Start of STORED ROWS
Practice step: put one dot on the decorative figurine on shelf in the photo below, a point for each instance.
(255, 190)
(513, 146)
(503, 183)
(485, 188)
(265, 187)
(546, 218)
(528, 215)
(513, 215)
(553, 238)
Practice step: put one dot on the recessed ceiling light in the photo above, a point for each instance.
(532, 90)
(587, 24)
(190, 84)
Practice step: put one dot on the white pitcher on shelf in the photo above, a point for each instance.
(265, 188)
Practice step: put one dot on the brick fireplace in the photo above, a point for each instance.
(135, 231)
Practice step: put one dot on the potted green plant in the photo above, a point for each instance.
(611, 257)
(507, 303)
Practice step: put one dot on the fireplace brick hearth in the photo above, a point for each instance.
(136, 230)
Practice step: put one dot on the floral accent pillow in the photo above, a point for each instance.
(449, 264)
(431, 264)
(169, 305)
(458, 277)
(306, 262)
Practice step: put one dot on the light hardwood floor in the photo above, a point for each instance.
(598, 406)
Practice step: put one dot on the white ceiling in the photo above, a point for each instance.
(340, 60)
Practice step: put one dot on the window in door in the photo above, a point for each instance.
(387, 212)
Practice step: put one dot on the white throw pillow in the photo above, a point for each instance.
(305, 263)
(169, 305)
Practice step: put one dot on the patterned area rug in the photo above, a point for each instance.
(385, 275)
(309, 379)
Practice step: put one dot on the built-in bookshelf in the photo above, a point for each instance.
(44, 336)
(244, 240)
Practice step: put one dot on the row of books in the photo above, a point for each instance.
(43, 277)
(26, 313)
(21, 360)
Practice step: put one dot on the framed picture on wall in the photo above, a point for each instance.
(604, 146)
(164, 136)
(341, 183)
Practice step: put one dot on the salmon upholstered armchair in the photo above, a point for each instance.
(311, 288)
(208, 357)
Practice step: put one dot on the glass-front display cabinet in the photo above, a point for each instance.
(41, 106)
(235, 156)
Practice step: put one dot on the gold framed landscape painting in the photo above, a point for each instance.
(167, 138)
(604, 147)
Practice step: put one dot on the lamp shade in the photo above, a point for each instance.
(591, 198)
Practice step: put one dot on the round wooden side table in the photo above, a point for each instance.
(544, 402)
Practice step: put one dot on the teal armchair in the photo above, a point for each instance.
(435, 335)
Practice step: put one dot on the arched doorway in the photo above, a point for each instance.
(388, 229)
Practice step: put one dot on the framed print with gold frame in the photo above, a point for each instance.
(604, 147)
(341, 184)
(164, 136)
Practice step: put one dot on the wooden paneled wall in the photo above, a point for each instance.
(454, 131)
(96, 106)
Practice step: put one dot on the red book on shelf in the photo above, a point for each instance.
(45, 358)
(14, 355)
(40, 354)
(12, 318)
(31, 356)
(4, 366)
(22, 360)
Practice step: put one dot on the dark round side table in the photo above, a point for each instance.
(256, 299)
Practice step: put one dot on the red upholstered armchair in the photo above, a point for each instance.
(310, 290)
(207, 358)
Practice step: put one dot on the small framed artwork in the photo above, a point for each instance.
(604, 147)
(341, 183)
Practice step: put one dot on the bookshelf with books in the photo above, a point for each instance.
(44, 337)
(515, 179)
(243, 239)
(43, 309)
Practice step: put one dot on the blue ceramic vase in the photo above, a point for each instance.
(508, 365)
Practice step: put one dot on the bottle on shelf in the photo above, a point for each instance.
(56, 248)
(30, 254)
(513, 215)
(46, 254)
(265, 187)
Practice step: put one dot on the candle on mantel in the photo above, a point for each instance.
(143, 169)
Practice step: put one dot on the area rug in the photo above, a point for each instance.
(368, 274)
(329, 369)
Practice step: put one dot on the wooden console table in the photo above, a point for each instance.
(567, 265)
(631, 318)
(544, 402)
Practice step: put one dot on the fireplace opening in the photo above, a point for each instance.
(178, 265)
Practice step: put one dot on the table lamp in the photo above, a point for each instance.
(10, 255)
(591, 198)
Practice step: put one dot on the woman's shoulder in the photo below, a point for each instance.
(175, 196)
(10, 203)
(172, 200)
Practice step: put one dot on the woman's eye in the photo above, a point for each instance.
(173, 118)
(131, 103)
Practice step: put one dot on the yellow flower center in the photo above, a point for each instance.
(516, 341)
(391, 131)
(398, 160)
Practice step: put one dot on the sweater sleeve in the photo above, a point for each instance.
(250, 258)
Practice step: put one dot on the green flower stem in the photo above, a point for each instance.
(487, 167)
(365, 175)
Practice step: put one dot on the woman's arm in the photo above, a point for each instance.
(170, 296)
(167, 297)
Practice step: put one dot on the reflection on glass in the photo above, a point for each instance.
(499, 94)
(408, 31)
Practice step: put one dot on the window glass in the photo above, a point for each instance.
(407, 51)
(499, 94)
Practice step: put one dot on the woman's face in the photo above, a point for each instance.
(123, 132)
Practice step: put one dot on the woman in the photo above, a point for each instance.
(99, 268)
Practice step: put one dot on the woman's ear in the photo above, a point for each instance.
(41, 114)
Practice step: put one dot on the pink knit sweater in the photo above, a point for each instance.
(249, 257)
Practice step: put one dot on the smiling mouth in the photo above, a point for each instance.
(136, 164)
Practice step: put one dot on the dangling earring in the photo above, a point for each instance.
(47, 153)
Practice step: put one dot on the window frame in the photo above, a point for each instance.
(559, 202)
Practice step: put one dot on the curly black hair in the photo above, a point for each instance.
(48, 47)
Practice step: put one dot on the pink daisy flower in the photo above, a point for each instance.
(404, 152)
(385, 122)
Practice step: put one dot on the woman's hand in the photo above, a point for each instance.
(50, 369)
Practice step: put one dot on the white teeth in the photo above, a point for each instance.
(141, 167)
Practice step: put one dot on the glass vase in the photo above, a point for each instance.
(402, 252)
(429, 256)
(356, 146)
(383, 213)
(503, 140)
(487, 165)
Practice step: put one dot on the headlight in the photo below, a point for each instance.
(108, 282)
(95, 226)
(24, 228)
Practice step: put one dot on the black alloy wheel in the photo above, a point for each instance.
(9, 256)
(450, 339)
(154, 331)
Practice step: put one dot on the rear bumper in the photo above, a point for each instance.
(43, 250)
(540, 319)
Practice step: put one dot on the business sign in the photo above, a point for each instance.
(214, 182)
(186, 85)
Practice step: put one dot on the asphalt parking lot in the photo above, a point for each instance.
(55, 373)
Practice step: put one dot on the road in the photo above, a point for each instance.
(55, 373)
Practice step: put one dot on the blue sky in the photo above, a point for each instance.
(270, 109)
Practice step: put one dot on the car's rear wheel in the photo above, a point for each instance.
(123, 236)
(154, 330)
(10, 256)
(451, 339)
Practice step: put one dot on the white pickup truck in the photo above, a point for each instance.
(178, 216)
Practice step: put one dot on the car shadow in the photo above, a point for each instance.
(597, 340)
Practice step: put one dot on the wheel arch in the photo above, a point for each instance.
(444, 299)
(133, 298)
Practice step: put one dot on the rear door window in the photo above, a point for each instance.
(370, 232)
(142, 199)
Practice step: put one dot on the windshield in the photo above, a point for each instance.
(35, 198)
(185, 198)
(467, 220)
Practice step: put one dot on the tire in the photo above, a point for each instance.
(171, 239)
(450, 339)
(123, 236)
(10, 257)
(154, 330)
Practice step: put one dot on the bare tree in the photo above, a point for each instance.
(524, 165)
End of STORED ROWS
__TASK BRIEF__
Extract all the material, leaving every line as it is.

__RESPONSE__
Practice step: put one dot on the decorative figurine on shelf in the photo below, a point for each instance.
(255, 190)
(513, 146)
(503, 183)
(485, 188)
(265, 187)
(546, 218)
(528, 215)
(513, 215)
(553, 238)
Practice step: put one dot on the recessed ceiling light in the photo above, a point for each instance.
(532, 90)
(587, 24)
(190, 84)
Practice step: put one dot on the white pitcher on shelf in the photo above, a point for each instance.
(265, 188)
Practice step: put one dot on the brick fireplace in the photo above, a point for each instance.
(135, 231)
Practice step: put one dot on the potted green plant in the photo above, a point for each instance.
(611, 257)
(507, 303)
Practice step: put one dot on the fireplace brick hearth in the photo above, a point for each instance.
(136, 230)
Practice step: put one dot on the floral accent pillow in the photo above, a point for each instance.
(449, 264)
(431, 264)
(169, 305)
(458, 277)
(306, 262)
Practice step: put one dot on the light hardwood floor in the photo above, a point for each instance.
(598, 406)
Practice step: put one dot on the white ceiling in the photo above, a point for each instance.
(340, 60)
Practice step: put one dot on the window in door in the photo above, a point for each instance.
(387, 212)
Practice step: put one dot on the white throw pillow in the photo above, a point for each instance.
(305, 263)
(169, 305)
Practice step: put one dot on the patterned area rug in the photo above, a point for each instance.
(385, 275)
(309, 379)
Practice step: put one dot on the built-in bookshelf in the photo above, a point for each instance.
(44, 336)
(244, 240)
Practice step: put one dot on the row of books in the photo above, a point for each instance.
(43, 277)
(26, 313)
(21, 360)
Practice step: put one dot on the framed picture on wall in the photo above, a point for each instance.
(604, 146)
(164, 136)
(341, 183)
Practice step: put one dot on the salmon upholstered armchair in the photo above, a point for each instance.
(311, 288)
(208, 357)
Practice step: put one dot on the glass-front display cabinet in the photo above, a point for each instance.
(41, 106)
(235, 156)
Practice step: put one dot on the gold framed landscape painting in the photo above, a point for each instance.
(167, 138)
(604, 147)
Practice step: put one dot on the lamp shade in the photo above, a point for each instance.
(591, 198)
Practice step: put one dot on the round wooden side table in the photo above, a point for each instance.
(544, 402)
Practice step: put one dot on the teal armchair in the photo above, a point for each instance.
(435, 335)
Practice step: put one dot on the arched doorway in the photo above, a point for each instance.
(388, 229)
Practice step: put one dot on the framed print with gold frame in the photo above, a point for each instance.
(604, 147)
(341, 184)
(164, 136)
Practice step: put one dot on the wooden paneled wall in the photo above, a point for each instance.
(454, 131)
(96, 106)
Practice step: put one dot on the red book on shelf in the photo above, a point for each instance.
(45, 358)
(14, 355)
(40, 354)
(12, 318)
(31, 356)
(4, 366)
(22, 360)
Practice step: put one dot on the dark round side table in the photo above, a point for each instance.
(256, 299)
Practice step: put one dot on the red upholstered armchair in the photo above, a point for each instance.
(310, 290)
(207, 358)
Practice step: put one dot on the small framed artwork in the photo above, a point for each instance.
(604, 147)
(341, 183)
Practice step: put one dot on the bookshelf with books in the photo above, a point for each instance.
(44, 337)
(515, 179)
(243, 239)
(43, 309)
Practice step: put one dot on the blue ceramic vase in the photo above, a point for each instance.
(508, 365)
Practice step: put one dot on the bottle on shelf in the photo above, a point for each instance.
(56, 248)
(30, 254)
(513, 215)
(46, 254)
(265, 187)
Practice step: put one dot on the candle on mantel in the photo above, a point for each instance.
(143, 169)
Practice step: put one dot on the area rug in the photo above, a point for each instance.
(368, 274)
(329, 369)
Practice step: put one dot on the wooden console table in the photo above, a point for each instance.
(567, 265)
(631, 318)
(544, 402)
Practice step: put one dot on the fireplace opening in the photo above, a point for each instance.
(178, 265)
Practice step: put one dot on the table lamp in the photo above, a point for each instance.
(10, 255)
(591, 198)
Practice step: put one dot on the woman's shoulder in the photo below, a point for each instance.
(175, 196)
(10, 203)
(172, 200)
Practice step: put one dot on the woman's eye in the photo above, a point for each instance.
(173, 118)
(131, 103)
Practice step: put one dot on the yellow flower center in the photo above, a point for each instance.
(516, 341)
(391, 131)
(398, 160)
Practice step: put one dot on the sweater sleeve in the photo above, a point for each instance.
(250, 258)
Practice step: put one dot on the green flower stem in the photo above, a point for each instance.
(487, 167)
(365, 175)
Practice step: put one dot on the woman's arm in the photo above, a point for each instance.
(170, 296)
(167, 297)
Practice step: put one dot on the reflection on glass in the photo above, a point for each instance.
(499, 94)
(408, 31)
Practice step: put one dot on the window glass in the photo above, a point for each instance.
(407, 51)
(499, 94)
Practice step: put one dot on the woman's face in the photo above, a point for each instance.
(123, 132)
Practice step: put one dot on the woman in the photo above, a point for each instance.
(99, 268)
Practice step: put one dot on the woman's ear in the photo above, a point for each instance.
(41, 114)
Practice step: put one dot on the pink knit sweater in the photo above, a point for each instance.
(249, 257)
Practice step: put one dot on the smiling mouth in the photo above, a point for each instance.
(136, 164)
Practice step: put one dot on the dangling earring in the photo above, a point for each instance.
(47, 153)
Practice step: put one dot on the window frame in the photo above, a point for each instance.
(559, 202)
Practice step: put one dot on the curly black hair in the photo above, a point for each instance.
(48, 47)
Practice step: put one dot on the pink daisy flower in the photo above, a point for each instance.
(404, 152)
(385, 122)
Practice step: put one dot on the woman's hand in the photo above, a point for each instance.
(50, 369)
Practice step: put one dot on the white teeth in the photo above, a point for each instance.
(141, 167)
Practice step: put one dot on the glass vase in the photo above, a point for each instance.
(402, 252)
(429, 256)
(356, 146)
(383, 213)
(503, 140)
(487, 165)
Practice step: put one dot on the headlight in the photo below, a point for each instance.
(108, 282)
(95, 226)
(24, 228)
Practice step: put one dot on the black alloy wheel in the photo above, a point for each instance.
(9, 256)
(450, 339)
(154, 331)
Practice step: put one dot on the rear bumper in the photo above, a point for each instance.
(43, 250)
(540, 319)
Practice step: put one dot on the business sign in the photo above, a point for each instance.
(214, 182)
(186, 85)
Practice step: put one dot on the asphalt parking lot in the photo above, a point for each instance.
(55, 373)
Practice step: put one dot on the road in the photo above, a point for each instance.
(55, 373)
Practice step: put one dot on the blue sky in the photo above, a point for each instance.
(270, 109)
Practice step: put one dot on the car's rear wheel in the photo above, a point for each instance.
(123, 236)
(154, 330)
(10, 256)
(451, 339)
Practice step: put one dot on the white pickup truck in the photo above, a point for each instance.
(178, 216)
Practice step: put one dot on the car shadow in the photo above, a point for each instance.
(597, 340)
Practice step: put one dot on the wheel arch in the photo above, a point for each instance.
(444, 299)
(133, 298)
Practice step: put one dot on the rear door window in the photo above, a point for each instance.
(370, 232)
(142, 199)
Practice step: put one dot on the windshield in the photo above, a point for each instance.
(35, 198)
(185, 198)
(467, 220)
Practice step: put one dot on the tire in the photo above, a point for each instance.
(171, 239)
(450, 339)
(123, 236)
(10, 257)
(154, 330)
Practice step: put one dot on the bare tree in the photo above, a point for each instance.
(524, 165)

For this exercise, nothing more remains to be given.